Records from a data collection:

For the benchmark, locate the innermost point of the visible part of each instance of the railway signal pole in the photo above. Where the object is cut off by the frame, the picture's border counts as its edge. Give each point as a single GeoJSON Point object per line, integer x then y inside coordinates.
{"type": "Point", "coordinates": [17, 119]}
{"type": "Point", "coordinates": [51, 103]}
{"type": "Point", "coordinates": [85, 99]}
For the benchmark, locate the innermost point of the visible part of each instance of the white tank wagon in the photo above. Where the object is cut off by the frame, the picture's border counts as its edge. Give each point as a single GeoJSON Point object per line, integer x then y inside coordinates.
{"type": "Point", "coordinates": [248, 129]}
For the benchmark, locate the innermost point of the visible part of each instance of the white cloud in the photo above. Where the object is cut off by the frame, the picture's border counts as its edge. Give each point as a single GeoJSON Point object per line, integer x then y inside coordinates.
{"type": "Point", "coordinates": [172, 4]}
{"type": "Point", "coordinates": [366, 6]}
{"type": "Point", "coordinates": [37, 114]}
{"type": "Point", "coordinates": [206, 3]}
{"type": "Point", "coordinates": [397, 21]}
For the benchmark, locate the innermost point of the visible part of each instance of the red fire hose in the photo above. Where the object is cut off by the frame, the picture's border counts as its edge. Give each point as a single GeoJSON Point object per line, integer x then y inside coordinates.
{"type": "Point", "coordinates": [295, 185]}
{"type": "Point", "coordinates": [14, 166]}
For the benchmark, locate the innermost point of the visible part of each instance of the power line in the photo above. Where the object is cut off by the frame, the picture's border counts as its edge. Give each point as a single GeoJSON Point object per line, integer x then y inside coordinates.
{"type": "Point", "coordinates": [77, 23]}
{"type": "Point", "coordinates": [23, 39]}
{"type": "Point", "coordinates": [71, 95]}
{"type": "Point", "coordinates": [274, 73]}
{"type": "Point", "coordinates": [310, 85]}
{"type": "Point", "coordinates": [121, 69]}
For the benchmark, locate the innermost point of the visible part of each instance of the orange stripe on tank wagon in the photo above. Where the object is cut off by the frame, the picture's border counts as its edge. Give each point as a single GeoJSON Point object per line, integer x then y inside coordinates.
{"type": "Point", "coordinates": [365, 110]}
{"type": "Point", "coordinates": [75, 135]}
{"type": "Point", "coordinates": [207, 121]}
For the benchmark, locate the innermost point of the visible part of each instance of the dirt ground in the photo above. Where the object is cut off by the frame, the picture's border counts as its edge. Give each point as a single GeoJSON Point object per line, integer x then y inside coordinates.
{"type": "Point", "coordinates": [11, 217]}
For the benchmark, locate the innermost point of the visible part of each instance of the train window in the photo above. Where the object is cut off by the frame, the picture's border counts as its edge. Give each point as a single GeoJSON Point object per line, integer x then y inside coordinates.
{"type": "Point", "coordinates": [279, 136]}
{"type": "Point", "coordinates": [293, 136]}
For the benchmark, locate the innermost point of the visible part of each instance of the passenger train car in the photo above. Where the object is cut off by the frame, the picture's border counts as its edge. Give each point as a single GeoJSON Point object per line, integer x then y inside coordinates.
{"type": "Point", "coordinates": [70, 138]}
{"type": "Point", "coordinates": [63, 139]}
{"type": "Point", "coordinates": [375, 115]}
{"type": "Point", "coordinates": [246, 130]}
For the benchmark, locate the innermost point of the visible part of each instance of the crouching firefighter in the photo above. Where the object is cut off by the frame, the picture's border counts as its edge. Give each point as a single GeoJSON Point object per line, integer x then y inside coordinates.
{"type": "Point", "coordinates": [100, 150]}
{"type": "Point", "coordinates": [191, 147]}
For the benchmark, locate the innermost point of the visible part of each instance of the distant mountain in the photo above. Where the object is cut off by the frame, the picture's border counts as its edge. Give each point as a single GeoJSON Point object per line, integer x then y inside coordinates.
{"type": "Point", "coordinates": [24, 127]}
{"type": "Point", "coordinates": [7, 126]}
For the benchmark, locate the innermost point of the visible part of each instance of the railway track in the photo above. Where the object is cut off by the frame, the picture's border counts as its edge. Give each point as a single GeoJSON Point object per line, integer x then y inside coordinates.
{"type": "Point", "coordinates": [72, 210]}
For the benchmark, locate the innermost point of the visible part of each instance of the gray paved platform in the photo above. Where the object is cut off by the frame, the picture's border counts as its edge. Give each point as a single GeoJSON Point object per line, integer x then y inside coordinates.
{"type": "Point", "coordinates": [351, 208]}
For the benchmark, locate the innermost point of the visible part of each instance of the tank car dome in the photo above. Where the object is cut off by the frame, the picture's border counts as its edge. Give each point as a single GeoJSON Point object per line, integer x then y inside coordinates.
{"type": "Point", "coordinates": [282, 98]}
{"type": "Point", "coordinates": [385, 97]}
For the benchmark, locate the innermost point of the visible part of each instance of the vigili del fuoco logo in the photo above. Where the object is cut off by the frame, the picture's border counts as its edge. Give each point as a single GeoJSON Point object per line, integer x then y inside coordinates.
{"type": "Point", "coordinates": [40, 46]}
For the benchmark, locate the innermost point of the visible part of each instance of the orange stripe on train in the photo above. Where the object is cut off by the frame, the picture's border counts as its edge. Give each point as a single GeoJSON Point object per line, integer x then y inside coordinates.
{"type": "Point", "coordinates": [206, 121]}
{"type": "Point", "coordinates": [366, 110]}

_Problem description_
Extract the complete listing above, reproducing each line exactly.

_In response_
For the benchmark, locate the innermost point of the visible part of each instance of the railway signal pole in the photo above. Where the object is cut off by the frame, the picture's border counts as its edge. Give each point as a single GeoJSON Point object per line, integer x then y inside coordinates.
{"type": "Point", "coordinates": [17, 119]}
{"type": "Point", "coordinates": [51, 103]}
{"type": "Point", "coordinates": [85, 99]}
For the benchmark, locate the innermost point of the visible part of each instance of the white tank wagon in the photo above. Where the object is cut off by the frame, the picture's border counts as its edge. Give each point as a single GeoJSON Point object per line, integer x then y inside coordinates.
{"type": "Point", "coordinates": [248, 129]}
For the benchmark, locate the innermost point of the visible part of each instance of the white cloud in the photo above. Where the object is cut off by the frame, the picture's border counts as its edge. Give each point as a single GeoJSON Point object per line, integer x then y inside coordinates.
{"type": "Point", "coordinates": [172, 4]}
{"type": "Point", "coordinates": [366, 6]}
{"type": "Point", "coordinates": [37, 114]}
{"type": "Point", "coordinates": [206, 3]}
{"type": "Point", "coordinates": [397, 21]}
For the benchmark, locate the innermost point of the visible part of each instance of the red fire hose in the photo above. Where the object is cut off by the frame, the picture's border counts as its edge. Give each point as a single GeoJSON Point object per line, integer x then y inside coordinates.
{"type": "Point", "coordinates": [295, 185]}
{"type": "Point", "coordinates": [14, 166]}
For the benchmark, locate the innermost point of the visible part of each instance of the power line in the photo above. Where the object is cut off by the frame, the picture's border counts as its edge. Give each point as a single GeoJSON Point object per line, integer x then y inside coordinates.
{"type": "Point", "coordinates": [77, 23]}
{"type": "Point", "coordinates": [23, 39]}
{"type": "Point", "coordinates": [71, 95]}
{"type": "Point", "coordinates": [274, 73]}
{"type": "Point", "coordinates": [310, 85]}
{"type": "Point", "coordinates": [121, 69]}
For the benchmark, locate the innermost point of the visible part of each instance of the orange stripe on tank wagon in the photo above. Where the object is cut off by the frame, the picture's border counts as its edge. Give each point as a single GeoJSON Point object per line, integer x then y inside coordinates.
{"type": "Point", "coordinates": [365, 110]}
{"type": "Point", "coordinates": [75, 135]}
{"type": "Point", "coordinates": [207, 121]}
For the benchmark, locate the innermost point of the visible part of each instance of the dirt ground in the photo above. Where the object is cut off by the frame, the picture's border counts as its edge. Give each point as a single GeoJSON Point object per line, integer x then y inside coordinates.
{"type": "Point", "coordinates": [11, 217]}
For the benchmark, locate the innermost point of the visible part of each instance of the train window in the photo above. Where the object is cut off by the frame, the picture's border counts as its edge. Give each point as a single GeoJSON Point object per line, integer x then y inside coordinates.
{"type": "Point", "coordinates": [279, 136]}
{"type": "Point", "coordinates": [293, 136]}
For the benchmark, locate the innermost point of the visible part of each instance of the passenger train car in the photo above. Where the object is cut off by the frame, the picture's border counts as its edge. Give each point as a single GeoJSON Point object per line, integer x then y inside coordinates.
{"type": "Point", "coordinates": [70, 138]}
{"type": "Point", "coordinates": [63, 139]}
{"type": "Point", "coordinates": [375, 115]}
{"type": "Point", "coordinates": [246, 130]}
For the benchmark, locate the innermost point of the visible part of each instance of the crouching firefighter in the photo above. Where the object is cut off by the frame, the picture's border counts as its edge. Give each point as a single GeoJSON Point object per line, integer x then y inside coordinates.
{"type": "Point", "coordinates": [100, 150]}
{"type": "Point", "coordinates": [191, 147]}
For the benchmark, locate the innermost point of the visible part of each instance of the distant mountain in the photo above. Where the object is cut off by the frame, the picture's border counts as its edge. Give each point as a single GeoJSON Point object per line, integer x then y inside coordinates.
{"type": "Point", "coordinates": [24, 127]}
{"type": "Point", "coordinates": [7, 126]}
For the benchmark, locate the innermost point of the visible part of each instance of the railway track in the photo above. Where the object is cut off by the frame, the picture's border counts as its edge. Give each point as a single GeoJSON Point object per line, integer x then y inside coordinates.
{"type": "Point", "coordinates": [72, 210]}
For the benchmark, locate the innermost point of the visible part of each instance of the gray paved platform in the photo above. Where the object is cut off by the frame, the picture's border counts as its edge. Give each point as a single GeoJSON Point object per line, integer x then y inside coordinates.
{"type": "Point", "coordinates": [351, 208]}
For the benchmark, locate the innermost point of the visible part of each instance of the tank car dome in the photo above. Where the object is cut off by the frame, the picture's border counts as its edge. Give each point as a single GeoJSON Point object per line, integer x then y inside coordinates.
{"type": "Point", "coordinates": [282, 98]}
{"type": "Point", "coordinates": [385, 97]}
For the benchmark, locate the innermost point of the visible part of each instance of the vigili del fuoco logo in the photo above. Where the object is cut off by the frame, the picture's border counts as its edge. Give each point as a single GeoJSON Point object per line, integer x then y inside coordinates.
{"type": "Point", "coordinates": [40, 46]}
For the benchmark, locate the innermost point of the visible part of each instance of the orange stripe on train in the photo above. Where the object is cut off by the frame, the picture's border counts as its edge. Give each point as a single GeoJSON Point object per line, integer x then y inside coordinates.
{"type": "Point", "coordinates": [206, 121]}
{"type": "Point", "coordinates": [366, 110]}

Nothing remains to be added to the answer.